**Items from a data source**

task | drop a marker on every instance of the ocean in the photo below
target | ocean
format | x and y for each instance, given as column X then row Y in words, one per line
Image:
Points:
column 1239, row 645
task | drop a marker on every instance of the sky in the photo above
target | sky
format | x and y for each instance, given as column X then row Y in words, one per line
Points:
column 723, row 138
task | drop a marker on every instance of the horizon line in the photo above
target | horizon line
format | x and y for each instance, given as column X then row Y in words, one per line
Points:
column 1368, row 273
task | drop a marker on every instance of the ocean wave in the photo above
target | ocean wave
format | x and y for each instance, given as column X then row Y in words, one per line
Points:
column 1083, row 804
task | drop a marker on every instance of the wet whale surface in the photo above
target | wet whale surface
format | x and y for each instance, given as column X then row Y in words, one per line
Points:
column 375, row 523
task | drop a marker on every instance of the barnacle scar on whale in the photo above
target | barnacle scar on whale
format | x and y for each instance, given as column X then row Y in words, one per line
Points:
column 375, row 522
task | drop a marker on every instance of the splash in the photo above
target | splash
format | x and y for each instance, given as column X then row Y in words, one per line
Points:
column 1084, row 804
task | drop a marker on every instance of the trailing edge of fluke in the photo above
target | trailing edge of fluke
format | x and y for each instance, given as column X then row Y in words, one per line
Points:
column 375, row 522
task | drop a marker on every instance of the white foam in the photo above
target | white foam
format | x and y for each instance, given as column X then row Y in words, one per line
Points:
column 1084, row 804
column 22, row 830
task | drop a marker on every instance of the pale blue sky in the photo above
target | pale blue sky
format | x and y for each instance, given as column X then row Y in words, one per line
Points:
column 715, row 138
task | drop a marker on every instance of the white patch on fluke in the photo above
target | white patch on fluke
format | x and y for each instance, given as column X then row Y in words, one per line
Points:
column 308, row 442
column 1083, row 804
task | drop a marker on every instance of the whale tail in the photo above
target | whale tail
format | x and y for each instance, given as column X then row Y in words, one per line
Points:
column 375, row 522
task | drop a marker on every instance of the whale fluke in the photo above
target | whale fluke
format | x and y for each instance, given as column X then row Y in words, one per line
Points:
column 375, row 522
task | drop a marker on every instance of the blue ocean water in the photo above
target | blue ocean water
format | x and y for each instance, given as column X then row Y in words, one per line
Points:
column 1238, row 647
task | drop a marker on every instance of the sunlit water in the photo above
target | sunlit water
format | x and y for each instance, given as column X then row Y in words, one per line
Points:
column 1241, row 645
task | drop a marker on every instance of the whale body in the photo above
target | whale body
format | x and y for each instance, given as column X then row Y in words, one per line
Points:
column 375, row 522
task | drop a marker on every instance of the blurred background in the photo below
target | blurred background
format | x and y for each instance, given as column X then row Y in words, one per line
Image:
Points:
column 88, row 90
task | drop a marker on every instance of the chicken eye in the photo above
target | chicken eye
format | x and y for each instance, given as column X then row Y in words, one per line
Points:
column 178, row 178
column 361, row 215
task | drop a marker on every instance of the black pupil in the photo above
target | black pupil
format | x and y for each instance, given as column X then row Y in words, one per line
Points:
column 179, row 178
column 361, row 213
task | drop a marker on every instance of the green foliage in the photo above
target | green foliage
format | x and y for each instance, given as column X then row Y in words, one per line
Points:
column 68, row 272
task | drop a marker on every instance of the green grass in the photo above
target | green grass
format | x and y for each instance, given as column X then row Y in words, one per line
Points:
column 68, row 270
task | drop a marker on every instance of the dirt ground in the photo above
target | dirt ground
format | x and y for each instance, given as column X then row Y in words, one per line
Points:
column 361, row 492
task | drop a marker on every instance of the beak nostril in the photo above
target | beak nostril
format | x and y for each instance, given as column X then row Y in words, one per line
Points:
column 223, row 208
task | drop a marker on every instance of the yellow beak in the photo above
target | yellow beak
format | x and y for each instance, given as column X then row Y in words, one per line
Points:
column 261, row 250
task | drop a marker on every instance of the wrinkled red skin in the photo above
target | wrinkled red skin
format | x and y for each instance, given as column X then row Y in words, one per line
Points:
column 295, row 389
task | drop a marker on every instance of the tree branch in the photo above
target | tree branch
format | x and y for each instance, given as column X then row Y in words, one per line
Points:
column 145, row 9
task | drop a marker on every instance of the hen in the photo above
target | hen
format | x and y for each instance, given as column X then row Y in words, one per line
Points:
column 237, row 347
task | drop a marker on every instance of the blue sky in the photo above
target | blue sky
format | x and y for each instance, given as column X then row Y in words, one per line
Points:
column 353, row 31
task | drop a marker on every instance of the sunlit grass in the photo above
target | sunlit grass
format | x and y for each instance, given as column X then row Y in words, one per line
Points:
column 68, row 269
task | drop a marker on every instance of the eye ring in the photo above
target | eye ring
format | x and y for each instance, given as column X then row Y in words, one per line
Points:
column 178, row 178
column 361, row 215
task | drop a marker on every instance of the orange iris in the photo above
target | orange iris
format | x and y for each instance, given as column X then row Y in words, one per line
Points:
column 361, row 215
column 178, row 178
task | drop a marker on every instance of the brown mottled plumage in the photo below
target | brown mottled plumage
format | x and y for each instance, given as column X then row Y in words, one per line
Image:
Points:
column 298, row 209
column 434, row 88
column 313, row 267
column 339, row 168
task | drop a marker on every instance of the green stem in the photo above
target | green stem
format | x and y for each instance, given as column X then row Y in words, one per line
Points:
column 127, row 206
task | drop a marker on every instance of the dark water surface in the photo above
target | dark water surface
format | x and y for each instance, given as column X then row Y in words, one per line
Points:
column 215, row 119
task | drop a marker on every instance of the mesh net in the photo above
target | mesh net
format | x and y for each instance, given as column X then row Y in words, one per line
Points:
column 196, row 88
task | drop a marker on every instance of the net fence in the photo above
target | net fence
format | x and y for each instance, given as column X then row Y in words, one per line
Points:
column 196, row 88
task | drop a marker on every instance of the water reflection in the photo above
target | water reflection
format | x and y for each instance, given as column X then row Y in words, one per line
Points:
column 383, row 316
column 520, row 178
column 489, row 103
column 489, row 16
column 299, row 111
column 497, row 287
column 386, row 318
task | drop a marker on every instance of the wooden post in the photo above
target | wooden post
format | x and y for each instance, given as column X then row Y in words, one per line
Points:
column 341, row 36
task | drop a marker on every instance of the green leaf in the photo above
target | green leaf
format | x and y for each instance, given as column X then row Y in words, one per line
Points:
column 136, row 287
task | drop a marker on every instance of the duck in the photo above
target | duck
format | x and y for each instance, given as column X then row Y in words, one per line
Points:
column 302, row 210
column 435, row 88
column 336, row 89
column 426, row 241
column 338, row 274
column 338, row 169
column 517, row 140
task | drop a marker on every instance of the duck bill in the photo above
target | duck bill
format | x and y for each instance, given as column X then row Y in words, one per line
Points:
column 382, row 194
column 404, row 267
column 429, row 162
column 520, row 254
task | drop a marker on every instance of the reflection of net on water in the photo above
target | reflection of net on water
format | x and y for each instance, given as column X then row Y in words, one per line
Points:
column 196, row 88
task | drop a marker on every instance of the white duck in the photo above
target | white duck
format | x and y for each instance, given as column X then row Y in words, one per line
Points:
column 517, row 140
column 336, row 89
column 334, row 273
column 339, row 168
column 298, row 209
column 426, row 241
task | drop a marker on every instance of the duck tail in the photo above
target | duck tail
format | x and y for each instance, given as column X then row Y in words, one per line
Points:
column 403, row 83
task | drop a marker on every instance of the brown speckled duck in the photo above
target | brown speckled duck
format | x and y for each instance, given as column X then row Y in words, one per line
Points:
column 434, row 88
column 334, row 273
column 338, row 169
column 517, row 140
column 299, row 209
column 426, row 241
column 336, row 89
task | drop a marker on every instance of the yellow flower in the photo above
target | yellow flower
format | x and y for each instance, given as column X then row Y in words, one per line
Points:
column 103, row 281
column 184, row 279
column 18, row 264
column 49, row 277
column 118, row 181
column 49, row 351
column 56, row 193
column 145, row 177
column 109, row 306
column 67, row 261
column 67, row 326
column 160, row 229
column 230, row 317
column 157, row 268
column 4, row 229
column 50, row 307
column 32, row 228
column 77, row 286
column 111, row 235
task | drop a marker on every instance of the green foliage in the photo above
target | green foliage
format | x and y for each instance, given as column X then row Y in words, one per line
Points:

**TASK PROMPT**
Write out again, exactly, the lines from the start of the entries up to and including the one with "target | sky". Nothing else belongs in the reply.

**TASK RESULT**
task | drop a marker on every instance of the ocean in the photo below
target | ocean
format | x and y for each instance, given as column X then row Y in words, one per line
Image:
Points:
column 1239, row 645
task | drop a marker on every instance of the sky in the photo above
target | sky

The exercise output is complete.